■ Selected text
Now, after two decades of nurturing bees for honey and wax, and to pollinate her gardens, she now has a new worry: the New Jersey Department of Agriculture.
“They should be encouraging beekeeping, not making it harder,” said Katz, president of the New Jersey Beekeepers Association, and who has four hives on her two-acre property in Chester Township.
But harder it will be. With fees, waiver applications, setback requirements and other zoning gobbledygook — all the things that bureaucracy does to suck the honey out of a comb.
On Jan. 19, a new set of beekeeping regulations that, if adopted, the beekeeping community says would wreck their hobby worse than Colony Collapse Disorder. You can still comment on these new restrictions. Email address at the end of this article.
Backyard beekeeping, a learning tool for scouts and 4-H clubs, as well as inquisitive, environmentally-minded children and adults, will all but die under the new regulations, beekeepers say.
New hives on properties less than one-quarter acre will be prohibited. Since a typical neighborhood lot size of 50-by 150-feet is 7,500 square feet, or 1/10th of an acre, bye-bye to bees in Bayonne.
That might be understandable, though a typical urban or suburban home does have enough backyard space for a garden and flowering plants to keep the bees fed and pollinating and happy, without having to swarm into a neighbor’s yard.
But the new restrictions for the one-quarter acre to five-acres make no sense to anyone in beekeeping circles. And, beekeepers in surrounding states should be paying attention to this because it could come home to them, too.

■ Given records
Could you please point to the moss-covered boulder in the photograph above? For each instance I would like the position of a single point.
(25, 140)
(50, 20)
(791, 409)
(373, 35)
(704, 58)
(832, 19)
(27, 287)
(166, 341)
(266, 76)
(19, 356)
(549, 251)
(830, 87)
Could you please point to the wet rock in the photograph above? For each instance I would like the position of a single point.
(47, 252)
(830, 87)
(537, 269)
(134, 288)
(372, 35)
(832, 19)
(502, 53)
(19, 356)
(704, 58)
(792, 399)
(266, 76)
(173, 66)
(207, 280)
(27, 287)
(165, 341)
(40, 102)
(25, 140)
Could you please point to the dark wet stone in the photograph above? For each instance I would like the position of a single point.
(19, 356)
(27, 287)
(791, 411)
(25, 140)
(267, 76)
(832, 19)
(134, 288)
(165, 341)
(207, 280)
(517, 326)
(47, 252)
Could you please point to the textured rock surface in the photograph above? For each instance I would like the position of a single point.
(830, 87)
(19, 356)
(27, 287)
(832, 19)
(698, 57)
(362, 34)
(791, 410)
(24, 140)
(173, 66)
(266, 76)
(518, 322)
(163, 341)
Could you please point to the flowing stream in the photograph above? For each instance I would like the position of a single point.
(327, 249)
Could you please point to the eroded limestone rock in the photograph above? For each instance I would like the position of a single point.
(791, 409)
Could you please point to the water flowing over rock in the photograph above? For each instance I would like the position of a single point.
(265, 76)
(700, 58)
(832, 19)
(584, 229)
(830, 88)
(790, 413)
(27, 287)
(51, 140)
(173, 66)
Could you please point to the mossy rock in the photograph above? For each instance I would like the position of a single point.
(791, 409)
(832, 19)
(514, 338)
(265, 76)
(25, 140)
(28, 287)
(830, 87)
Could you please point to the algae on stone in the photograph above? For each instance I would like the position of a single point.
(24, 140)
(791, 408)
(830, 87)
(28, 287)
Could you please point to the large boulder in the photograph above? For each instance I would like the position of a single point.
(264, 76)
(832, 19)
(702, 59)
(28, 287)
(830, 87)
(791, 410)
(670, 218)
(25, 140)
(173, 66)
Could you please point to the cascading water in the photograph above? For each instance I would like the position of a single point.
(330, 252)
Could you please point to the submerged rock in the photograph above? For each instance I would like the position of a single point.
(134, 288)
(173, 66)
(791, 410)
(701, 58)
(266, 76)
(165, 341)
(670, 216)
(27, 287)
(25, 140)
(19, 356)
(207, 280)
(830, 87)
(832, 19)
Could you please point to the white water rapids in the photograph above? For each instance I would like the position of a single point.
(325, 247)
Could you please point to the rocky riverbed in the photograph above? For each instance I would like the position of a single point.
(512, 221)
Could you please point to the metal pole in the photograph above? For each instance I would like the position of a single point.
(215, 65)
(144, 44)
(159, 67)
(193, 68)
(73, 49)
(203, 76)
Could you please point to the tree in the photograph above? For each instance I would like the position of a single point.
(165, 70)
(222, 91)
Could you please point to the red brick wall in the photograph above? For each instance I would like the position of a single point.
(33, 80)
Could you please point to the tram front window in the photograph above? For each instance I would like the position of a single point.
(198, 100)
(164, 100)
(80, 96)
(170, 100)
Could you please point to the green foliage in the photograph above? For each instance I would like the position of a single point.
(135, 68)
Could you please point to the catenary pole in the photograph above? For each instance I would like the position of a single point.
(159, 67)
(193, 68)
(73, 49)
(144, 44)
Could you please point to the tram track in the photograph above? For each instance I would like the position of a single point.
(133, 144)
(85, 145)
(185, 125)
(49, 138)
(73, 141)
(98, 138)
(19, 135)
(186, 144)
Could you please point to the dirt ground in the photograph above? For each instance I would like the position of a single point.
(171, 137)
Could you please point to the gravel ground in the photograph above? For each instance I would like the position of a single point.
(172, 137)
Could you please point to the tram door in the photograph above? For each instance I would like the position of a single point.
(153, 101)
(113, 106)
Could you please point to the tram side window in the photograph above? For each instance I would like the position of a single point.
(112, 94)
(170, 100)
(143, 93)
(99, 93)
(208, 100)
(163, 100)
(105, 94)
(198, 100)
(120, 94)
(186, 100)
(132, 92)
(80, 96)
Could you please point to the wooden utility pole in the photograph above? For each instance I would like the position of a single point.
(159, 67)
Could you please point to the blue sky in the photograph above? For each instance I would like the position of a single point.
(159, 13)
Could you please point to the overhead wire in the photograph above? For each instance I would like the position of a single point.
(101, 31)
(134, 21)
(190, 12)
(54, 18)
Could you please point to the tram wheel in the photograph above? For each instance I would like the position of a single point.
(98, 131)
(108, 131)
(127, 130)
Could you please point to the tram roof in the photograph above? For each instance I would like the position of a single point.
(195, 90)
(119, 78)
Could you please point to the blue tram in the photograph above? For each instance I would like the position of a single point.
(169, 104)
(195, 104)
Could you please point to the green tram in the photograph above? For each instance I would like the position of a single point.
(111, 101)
---
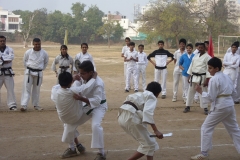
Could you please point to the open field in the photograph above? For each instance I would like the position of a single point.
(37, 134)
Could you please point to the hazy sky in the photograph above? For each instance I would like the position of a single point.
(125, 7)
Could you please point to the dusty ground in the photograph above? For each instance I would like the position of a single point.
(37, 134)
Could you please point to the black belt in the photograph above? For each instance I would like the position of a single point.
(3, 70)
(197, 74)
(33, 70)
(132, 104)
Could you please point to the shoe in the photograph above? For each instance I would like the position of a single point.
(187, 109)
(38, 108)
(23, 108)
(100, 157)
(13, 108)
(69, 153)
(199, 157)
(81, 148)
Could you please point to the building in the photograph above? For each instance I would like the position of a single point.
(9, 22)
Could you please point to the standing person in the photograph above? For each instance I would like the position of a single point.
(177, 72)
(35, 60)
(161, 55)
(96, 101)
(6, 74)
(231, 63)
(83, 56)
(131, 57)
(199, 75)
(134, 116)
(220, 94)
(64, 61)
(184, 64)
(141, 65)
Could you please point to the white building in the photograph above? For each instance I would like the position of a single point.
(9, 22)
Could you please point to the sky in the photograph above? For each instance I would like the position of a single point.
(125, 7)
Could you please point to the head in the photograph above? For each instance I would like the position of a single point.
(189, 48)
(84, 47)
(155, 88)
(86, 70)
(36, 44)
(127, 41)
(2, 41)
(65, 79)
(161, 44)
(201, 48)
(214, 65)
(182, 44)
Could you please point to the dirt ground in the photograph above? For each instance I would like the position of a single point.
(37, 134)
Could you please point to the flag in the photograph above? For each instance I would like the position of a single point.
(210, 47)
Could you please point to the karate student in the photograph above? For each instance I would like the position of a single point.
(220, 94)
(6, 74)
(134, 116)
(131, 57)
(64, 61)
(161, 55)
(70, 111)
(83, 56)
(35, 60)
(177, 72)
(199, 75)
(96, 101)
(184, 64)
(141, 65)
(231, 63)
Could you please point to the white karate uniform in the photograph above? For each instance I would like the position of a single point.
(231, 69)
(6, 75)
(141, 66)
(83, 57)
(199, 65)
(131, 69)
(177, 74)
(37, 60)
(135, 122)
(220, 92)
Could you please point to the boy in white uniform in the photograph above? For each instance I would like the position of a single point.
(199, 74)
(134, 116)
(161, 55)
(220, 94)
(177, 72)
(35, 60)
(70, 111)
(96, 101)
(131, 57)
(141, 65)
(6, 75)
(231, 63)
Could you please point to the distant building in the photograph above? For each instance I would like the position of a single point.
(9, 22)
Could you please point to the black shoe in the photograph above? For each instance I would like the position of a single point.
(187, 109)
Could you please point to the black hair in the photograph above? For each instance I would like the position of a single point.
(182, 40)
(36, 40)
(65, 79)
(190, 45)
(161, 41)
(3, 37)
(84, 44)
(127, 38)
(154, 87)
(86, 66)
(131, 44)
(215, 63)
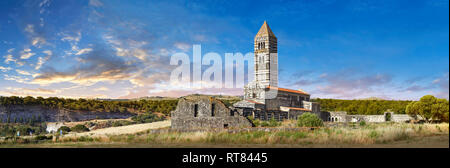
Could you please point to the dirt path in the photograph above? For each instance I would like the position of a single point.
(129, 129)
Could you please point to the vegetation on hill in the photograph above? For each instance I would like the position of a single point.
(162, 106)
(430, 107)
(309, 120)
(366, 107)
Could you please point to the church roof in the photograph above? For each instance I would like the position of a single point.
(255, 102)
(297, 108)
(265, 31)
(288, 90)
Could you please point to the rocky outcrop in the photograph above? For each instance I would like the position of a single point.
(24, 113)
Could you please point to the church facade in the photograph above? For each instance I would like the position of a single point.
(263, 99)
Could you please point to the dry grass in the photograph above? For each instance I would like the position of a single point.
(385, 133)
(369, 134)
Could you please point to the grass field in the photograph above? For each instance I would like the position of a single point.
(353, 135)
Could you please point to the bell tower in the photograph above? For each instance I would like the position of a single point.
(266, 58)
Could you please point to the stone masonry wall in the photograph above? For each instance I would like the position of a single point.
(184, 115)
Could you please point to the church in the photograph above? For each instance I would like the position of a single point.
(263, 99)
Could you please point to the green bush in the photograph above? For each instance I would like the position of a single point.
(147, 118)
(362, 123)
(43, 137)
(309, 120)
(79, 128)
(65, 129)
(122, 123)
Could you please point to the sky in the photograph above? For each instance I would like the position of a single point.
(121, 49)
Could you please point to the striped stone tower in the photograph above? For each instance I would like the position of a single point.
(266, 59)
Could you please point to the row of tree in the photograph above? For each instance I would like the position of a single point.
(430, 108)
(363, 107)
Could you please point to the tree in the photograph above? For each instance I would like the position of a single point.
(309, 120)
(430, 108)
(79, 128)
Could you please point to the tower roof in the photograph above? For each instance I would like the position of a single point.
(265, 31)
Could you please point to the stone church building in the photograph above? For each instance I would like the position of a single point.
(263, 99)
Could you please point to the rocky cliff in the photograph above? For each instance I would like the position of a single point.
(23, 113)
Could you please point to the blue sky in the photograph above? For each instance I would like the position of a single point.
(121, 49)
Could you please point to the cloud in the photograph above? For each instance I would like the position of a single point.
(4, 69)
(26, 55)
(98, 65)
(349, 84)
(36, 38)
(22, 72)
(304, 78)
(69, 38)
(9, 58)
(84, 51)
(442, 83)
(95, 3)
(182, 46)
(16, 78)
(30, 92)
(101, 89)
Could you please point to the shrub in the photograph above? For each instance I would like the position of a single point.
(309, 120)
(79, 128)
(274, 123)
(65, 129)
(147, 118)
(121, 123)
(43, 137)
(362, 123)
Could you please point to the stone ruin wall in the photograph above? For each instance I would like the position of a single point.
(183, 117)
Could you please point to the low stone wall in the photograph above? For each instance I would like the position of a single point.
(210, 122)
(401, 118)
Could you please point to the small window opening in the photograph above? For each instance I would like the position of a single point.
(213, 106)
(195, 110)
--
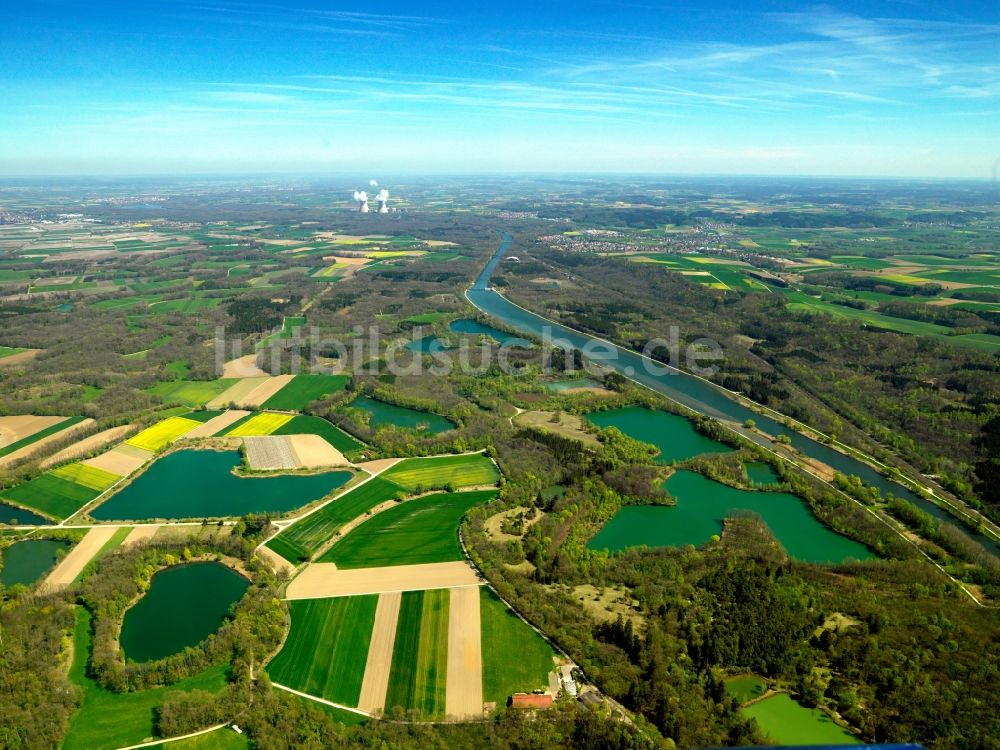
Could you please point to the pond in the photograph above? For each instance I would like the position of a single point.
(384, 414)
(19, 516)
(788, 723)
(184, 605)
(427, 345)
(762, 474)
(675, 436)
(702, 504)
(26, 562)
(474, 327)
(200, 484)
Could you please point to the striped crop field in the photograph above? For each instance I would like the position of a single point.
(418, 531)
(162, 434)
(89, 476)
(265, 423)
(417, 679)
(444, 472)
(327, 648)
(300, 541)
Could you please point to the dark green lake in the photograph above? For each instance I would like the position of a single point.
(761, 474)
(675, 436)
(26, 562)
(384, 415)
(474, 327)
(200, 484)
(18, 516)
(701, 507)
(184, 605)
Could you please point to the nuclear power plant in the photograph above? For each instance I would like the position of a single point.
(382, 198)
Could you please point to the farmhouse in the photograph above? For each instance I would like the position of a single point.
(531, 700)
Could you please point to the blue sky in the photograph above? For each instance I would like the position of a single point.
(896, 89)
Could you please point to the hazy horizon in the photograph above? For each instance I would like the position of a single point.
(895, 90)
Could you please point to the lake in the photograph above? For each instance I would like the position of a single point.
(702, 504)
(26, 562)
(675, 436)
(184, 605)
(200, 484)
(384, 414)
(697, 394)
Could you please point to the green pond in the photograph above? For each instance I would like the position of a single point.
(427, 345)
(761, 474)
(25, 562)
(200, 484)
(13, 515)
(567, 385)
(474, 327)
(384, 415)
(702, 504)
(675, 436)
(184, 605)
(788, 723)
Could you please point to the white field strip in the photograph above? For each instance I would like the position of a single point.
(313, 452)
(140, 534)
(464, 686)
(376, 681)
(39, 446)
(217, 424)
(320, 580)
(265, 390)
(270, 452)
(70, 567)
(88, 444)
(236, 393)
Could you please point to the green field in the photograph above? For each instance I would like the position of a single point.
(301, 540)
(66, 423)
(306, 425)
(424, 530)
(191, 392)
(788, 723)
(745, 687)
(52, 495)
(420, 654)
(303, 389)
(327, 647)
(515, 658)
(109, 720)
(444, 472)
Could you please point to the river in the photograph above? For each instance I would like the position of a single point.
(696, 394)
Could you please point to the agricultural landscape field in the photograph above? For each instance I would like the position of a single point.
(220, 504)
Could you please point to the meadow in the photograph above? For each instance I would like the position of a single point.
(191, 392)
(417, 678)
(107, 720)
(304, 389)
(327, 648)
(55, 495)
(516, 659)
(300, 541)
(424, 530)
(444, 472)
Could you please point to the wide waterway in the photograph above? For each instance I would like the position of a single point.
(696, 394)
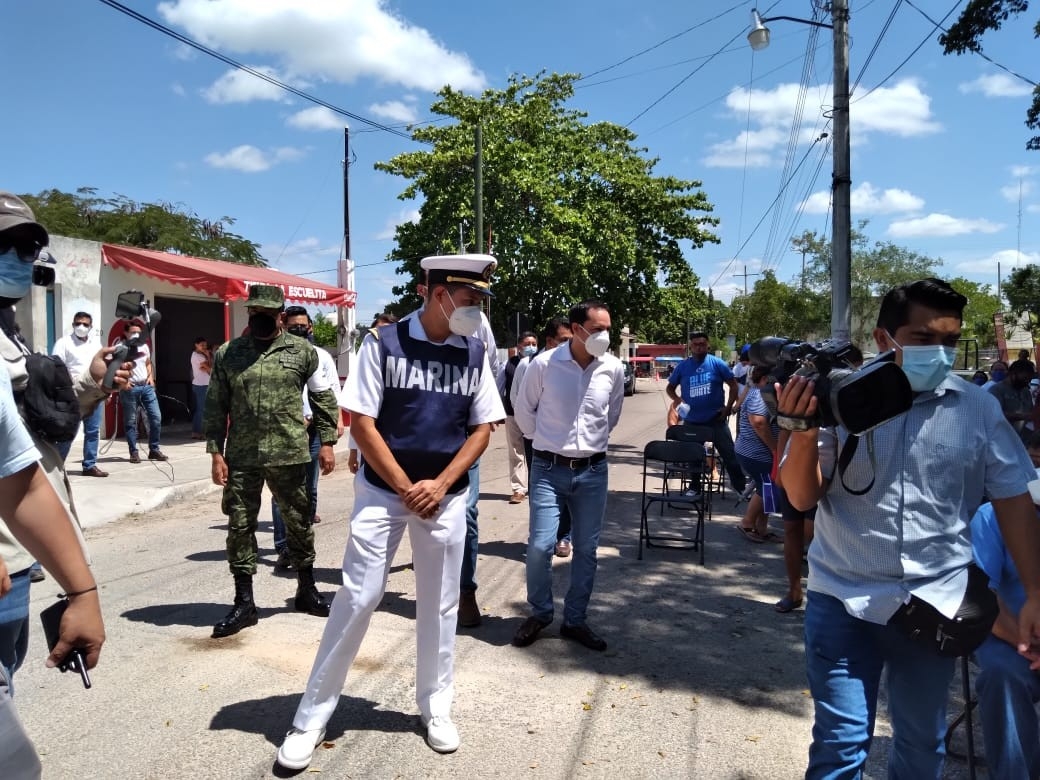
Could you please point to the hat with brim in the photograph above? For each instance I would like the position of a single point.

■ Required task
In the text on New Jersey's proposed beekeeping rules, on properties under what size would new hives be prohibited?

■ Response below
Less than one-quarter acre.